> [What is being asked]: Which lines should be repeated? Exactly the one containing "of the shoreline?" and every line after it through the end of the entries below.

> [Collected data]:
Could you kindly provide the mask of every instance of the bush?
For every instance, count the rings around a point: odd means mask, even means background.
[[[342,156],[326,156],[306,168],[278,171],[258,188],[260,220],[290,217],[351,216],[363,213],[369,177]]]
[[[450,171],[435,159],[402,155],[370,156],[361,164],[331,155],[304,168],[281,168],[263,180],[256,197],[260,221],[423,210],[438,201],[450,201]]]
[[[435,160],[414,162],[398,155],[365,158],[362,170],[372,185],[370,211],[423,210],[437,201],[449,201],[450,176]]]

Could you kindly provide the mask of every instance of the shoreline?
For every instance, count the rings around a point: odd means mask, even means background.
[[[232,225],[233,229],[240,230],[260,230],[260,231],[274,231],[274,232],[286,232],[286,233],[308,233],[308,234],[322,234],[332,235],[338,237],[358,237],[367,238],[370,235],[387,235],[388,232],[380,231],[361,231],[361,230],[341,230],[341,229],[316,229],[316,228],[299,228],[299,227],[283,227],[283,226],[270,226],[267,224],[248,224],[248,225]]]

> [Written response]:
Could you kindly provide the mask of every instance of the shoreline?
For every instance, count the rings around a point: odd means mask, even means background.
[[[232,225],[233,229],[240,230],[260,230],[260,231],[274,231],[274,232],[286,232],[286,233],[308,233],[308,234],[322,234],[332,235],[338,237],[358,237],[367,238],[370,235],[387,235],[388,232],[380,231],[361,231],[361,230],[341,230],[341,229],[316,229],[316,228],[299,228],[299,227],[283,227],[283,226],[270,226],[267,224],[248,224],[248,225]]]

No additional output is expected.